- Exercise 1 -
From the text about James Dean's early life below, repeat word for word the passage starting with "The Deans have" and going on through "Veterans Administration Hospital.".
- Exercise 2 -
According to the text about James Dean's early life below, where and when was he born?

- Text shown -
==*==
Mrs. Winslow, Ortense Dean before her marriage, is Jimmy’s aunt. He regards her as his mother. His uncle, Marcus Winslow, he calls “Mark.” Their two children, Joan and Marcus, Jr., he thinks of as his stepbrother and stepsister. This is his family, and he loves each one, though he does not speak about it often.

Apparently he has always been like that. When he was five and six, and his real mother would try to fondle him, Jim would always say, “That’s for sissies.”

James Byron Dean was born in Marion, Indiana, on February 8, 1931. His father is a tall, thin, bespectacled, sandy-haired, blue-eyed dental technician named Winton A. Dean.

The Deans have lived in and around Marion for more than 200 years. Jimmy’s grandfather, Charles Dean, seventy -five, and his grandma, Emma, seventy-two, still live in Fairmount, a farm town of 3,000.



Jimmy’s mother was Mildred Wilson, a short, slender, dark-haired farmer’s daughter from Gas City, Indiana.

She and Winton Dean were married in Marion in a civil ceremony early in 1930. The following February Jim was born in a small apartment on West Washington Street. His father was a dental technician in a Veterans Administration Hospital.

The Deans came out to West Los Angeles in 1936. Winton was transferred to the Veterans Hospital out there.

An only child, little Jimmy was enrolled in the Brentwood Grade School on Bunday Avenue. In 1940 Jimmy’s mother, not yet thirty, died of an incurable disease. Jim’s father knew that death was coming, and he tried to prepare his son for it. “But it was very difficult for me,” he recalls. “I just couldn’t get through to the boy.”



Jim went back to Indiana with his grandma Emma. His father asked his sister if she and her husband would look after his son. The Winslows said they would be only too happy.

They have brought him up as their own boy. They take great pride in his achievements and his rise to fame.
==*==
- Data -
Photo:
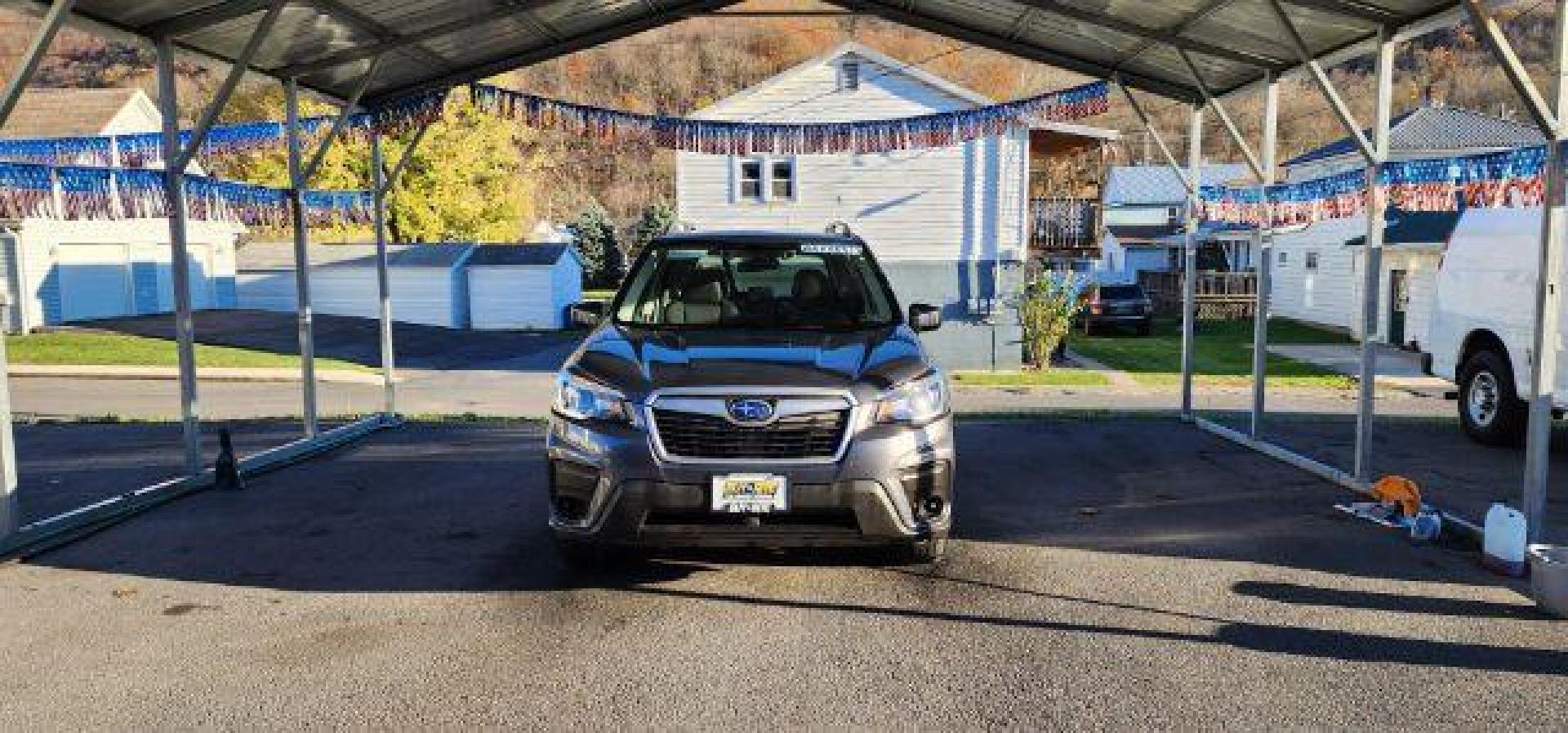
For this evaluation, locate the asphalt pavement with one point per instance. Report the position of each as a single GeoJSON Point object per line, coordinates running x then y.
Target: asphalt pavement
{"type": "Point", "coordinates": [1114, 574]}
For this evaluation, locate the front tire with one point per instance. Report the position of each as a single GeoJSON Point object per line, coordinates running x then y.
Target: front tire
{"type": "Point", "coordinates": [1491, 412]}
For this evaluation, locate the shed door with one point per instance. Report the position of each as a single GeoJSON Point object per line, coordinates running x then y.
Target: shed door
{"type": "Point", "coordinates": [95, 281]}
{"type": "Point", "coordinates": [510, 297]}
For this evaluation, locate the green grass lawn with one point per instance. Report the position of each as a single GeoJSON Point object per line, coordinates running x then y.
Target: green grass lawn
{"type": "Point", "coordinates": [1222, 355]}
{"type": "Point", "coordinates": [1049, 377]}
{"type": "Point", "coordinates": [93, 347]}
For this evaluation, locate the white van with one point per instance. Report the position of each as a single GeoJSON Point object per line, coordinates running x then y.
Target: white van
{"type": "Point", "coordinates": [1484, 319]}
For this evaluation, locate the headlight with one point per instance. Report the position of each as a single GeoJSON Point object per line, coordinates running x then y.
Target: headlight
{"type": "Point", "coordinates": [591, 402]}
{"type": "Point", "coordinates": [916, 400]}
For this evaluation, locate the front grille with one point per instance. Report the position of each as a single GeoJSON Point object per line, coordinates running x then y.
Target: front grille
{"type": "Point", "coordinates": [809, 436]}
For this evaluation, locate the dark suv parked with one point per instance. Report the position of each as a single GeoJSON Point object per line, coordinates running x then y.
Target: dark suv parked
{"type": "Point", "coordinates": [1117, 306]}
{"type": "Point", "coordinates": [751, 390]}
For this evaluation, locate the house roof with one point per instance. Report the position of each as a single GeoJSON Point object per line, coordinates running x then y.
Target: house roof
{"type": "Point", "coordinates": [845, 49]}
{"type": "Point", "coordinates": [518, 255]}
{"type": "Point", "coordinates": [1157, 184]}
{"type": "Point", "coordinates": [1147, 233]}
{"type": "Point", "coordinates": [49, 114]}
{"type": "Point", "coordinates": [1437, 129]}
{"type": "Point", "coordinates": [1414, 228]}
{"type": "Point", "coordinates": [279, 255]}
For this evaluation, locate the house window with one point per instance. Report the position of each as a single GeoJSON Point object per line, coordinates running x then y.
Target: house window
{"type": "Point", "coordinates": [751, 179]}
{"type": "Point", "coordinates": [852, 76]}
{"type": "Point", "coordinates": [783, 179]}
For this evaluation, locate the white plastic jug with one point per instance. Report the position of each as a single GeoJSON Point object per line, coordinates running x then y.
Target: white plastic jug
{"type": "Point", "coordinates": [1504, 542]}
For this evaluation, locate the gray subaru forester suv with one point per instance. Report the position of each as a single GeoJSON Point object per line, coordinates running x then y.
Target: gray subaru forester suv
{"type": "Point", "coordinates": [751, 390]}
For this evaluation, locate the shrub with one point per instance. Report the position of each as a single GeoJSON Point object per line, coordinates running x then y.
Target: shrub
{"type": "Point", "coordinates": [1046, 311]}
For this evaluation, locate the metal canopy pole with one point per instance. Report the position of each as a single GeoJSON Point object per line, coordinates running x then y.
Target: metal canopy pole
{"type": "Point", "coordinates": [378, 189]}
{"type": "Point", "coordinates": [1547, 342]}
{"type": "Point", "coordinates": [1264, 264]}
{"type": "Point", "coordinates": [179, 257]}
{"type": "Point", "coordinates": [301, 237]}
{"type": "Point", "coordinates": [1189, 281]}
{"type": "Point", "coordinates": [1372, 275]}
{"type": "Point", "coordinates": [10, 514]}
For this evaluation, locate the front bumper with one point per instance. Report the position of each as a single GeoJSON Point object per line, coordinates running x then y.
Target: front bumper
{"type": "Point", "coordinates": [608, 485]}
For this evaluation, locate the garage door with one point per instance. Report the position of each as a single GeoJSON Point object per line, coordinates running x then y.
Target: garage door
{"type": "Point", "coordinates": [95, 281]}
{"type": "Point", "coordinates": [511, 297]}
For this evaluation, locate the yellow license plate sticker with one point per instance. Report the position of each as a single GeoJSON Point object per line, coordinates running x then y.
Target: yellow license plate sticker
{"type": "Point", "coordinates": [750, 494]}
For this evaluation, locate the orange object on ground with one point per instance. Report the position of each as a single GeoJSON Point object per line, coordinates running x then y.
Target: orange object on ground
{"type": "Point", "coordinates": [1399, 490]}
==*==
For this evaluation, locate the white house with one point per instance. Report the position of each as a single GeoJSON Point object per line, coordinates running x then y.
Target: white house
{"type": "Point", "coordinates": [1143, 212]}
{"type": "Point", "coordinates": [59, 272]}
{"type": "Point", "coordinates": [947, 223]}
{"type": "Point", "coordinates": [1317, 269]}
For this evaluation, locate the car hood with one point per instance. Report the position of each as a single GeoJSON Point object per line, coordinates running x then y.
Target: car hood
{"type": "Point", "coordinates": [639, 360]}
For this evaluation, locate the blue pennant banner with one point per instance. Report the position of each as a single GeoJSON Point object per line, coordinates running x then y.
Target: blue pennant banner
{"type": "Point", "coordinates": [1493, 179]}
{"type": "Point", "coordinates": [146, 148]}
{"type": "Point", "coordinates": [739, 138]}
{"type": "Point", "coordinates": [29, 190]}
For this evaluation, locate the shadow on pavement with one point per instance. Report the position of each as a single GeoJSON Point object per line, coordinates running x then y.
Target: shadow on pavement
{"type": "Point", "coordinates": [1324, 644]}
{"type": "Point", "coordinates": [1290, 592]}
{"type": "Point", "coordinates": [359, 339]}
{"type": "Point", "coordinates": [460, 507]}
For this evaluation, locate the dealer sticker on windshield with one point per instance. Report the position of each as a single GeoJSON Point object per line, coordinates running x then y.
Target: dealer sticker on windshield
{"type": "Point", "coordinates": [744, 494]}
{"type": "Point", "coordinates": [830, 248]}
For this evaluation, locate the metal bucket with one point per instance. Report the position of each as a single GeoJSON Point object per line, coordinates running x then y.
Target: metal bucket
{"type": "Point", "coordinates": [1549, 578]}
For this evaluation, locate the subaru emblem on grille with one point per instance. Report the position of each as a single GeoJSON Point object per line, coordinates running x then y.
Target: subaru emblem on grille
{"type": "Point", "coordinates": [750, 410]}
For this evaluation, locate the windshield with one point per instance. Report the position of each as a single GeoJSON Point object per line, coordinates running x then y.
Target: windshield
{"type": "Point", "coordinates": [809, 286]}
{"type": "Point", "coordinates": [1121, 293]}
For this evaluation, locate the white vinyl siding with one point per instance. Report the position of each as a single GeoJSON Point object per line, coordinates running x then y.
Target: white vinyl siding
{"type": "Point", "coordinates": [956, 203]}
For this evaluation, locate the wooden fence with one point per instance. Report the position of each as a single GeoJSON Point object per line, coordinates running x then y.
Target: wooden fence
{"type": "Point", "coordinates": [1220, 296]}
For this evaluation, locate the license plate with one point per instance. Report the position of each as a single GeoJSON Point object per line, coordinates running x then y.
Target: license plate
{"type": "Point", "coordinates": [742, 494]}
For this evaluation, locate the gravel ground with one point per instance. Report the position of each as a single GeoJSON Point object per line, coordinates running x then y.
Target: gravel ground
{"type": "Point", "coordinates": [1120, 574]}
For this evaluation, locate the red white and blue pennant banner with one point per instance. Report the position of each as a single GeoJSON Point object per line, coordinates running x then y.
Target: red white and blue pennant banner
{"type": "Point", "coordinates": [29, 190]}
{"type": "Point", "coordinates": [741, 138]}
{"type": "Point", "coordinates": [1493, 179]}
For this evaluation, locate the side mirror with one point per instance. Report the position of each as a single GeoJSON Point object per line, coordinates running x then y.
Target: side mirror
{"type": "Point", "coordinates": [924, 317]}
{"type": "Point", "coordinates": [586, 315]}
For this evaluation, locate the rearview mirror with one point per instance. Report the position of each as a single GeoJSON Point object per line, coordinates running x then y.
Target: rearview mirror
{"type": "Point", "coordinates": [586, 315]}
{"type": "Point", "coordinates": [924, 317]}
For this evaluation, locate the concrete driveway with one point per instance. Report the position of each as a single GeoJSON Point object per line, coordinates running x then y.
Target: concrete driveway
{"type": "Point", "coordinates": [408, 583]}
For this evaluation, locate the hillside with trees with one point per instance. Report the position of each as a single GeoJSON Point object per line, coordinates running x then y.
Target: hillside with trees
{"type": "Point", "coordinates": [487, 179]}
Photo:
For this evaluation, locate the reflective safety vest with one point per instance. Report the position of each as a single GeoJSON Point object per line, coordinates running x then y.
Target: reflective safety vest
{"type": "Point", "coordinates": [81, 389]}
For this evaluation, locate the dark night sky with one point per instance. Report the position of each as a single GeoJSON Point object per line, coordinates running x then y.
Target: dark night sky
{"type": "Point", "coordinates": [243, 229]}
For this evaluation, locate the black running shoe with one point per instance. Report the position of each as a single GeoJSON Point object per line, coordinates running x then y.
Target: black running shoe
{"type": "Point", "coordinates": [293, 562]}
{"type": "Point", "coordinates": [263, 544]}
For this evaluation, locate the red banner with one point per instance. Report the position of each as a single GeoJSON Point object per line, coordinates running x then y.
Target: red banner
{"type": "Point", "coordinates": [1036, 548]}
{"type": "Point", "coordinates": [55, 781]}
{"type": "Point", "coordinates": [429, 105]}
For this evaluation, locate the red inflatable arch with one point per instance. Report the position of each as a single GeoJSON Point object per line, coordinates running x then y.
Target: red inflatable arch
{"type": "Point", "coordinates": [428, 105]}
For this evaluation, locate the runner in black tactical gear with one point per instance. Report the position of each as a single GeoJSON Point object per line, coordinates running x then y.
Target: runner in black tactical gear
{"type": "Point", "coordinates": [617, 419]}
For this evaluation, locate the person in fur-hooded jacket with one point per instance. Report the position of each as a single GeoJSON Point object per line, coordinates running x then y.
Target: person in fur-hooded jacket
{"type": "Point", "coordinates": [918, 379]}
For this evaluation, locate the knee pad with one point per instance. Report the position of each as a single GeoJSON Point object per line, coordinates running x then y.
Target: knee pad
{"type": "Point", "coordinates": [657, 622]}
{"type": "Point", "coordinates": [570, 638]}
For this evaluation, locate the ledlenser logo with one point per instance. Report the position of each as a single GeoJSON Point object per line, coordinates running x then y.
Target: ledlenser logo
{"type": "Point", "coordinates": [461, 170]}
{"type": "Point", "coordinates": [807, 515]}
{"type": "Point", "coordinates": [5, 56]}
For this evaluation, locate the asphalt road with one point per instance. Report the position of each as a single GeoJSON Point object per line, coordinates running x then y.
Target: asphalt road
==*==
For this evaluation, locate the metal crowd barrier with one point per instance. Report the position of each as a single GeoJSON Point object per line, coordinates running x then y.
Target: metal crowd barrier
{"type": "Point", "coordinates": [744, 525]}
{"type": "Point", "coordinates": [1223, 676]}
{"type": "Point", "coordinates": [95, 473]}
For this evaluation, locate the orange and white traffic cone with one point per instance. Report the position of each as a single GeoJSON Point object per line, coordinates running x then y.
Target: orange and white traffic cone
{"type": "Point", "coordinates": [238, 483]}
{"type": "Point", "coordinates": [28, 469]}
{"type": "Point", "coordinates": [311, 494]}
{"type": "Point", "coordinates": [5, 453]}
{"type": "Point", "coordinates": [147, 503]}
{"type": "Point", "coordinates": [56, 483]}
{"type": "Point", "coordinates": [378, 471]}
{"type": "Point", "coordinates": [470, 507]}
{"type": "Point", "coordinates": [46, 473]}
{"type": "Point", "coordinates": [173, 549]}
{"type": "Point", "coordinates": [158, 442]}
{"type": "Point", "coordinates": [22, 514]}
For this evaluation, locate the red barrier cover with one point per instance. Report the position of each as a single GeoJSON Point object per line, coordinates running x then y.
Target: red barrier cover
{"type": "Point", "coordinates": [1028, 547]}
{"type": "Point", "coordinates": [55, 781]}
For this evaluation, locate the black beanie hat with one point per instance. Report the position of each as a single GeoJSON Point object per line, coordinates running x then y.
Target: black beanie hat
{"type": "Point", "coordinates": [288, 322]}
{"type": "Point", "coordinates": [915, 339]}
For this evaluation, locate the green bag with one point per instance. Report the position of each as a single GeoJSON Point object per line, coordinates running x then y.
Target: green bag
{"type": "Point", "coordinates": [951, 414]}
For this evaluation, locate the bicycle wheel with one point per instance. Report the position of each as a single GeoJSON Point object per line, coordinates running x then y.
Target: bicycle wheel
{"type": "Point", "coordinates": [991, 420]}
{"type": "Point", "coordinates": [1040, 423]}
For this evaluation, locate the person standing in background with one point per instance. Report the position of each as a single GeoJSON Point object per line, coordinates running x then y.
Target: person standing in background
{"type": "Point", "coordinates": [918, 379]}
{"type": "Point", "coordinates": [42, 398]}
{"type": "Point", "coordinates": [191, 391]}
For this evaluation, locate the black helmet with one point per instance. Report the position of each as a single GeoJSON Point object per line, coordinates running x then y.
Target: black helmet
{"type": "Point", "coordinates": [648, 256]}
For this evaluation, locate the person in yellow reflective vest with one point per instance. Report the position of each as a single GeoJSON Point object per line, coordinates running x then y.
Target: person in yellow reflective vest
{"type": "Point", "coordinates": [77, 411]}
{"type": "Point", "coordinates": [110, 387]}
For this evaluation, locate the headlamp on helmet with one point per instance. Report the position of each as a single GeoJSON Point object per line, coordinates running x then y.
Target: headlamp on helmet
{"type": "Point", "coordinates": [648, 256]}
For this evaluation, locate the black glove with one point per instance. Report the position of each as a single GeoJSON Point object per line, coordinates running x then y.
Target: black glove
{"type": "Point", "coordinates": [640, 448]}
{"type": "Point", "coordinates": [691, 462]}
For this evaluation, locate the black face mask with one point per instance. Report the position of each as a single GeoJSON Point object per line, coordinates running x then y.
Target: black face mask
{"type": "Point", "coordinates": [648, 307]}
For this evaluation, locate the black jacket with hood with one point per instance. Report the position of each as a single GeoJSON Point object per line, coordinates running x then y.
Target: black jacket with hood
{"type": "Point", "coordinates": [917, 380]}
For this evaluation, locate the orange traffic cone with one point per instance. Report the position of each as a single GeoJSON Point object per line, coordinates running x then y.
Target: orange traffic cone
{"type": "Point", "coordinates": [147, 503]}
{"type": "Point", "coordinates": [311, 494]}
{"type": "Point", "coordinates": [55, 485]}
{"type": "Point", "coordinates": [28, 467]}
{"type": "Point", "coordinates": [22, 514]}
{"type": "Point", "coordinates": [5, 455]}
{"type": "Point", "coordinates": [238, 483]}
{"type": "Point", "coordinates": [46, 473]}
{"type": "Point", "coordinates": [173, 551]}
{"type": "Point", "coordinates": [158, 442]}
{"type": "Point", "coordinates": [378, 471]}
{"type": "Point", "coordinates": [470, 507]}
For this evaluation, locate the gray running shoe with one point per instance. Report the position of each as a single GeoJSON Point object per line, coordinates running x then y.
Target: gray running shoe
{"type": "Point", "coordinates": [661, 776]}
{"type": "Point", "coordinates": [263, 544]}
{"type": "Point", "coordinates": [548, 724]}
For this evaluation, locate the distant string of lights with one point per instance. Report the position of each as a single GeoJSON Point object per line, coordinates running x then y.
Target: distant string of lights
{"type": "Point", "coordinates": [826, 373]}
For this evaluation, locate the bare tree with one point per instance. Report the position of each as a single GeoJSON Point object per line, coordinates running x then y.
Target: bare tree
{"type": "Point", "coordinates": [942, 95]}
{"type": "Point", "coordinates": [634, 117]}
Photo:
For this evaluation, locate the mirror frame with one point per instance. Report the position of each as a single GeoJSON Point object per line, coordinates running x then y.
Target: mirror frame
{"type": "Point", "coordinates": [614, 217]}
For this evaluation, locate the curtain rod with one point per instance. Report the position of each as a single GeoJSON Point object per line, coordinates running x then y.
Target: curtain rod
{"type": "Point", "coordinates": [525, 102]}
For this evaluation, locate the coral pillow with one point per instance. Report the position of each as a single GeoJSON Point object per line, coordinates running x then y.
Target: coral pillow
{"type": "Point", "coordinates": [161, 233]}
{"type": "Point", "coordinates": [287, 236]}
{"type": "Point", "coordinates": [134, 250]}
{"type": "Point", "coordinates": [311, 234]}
==*==
- Exercise solution 1 -
The Deans have lived in and around Marion for more than 200 years. Jimmy’s grandfather, Charles Dean, seventy -five, and his grandma, Emma, seventy-two, still live in Fairmount, a farm town of 3,000.



Jimmy’s mother was Mildred Wilson, a short, slender, dark-haired farmer’s daughter from Gas City, Indiana.

She and Winton Dean were married in Marion in a civil ceremony early in 1930. The following February Jim was born in a small apartment on West Washington Street. His father was a dental technician in a Veterans Administration Hospital.

- Exercise solution 2 -
Marion, Indiana, on February 8, 1931.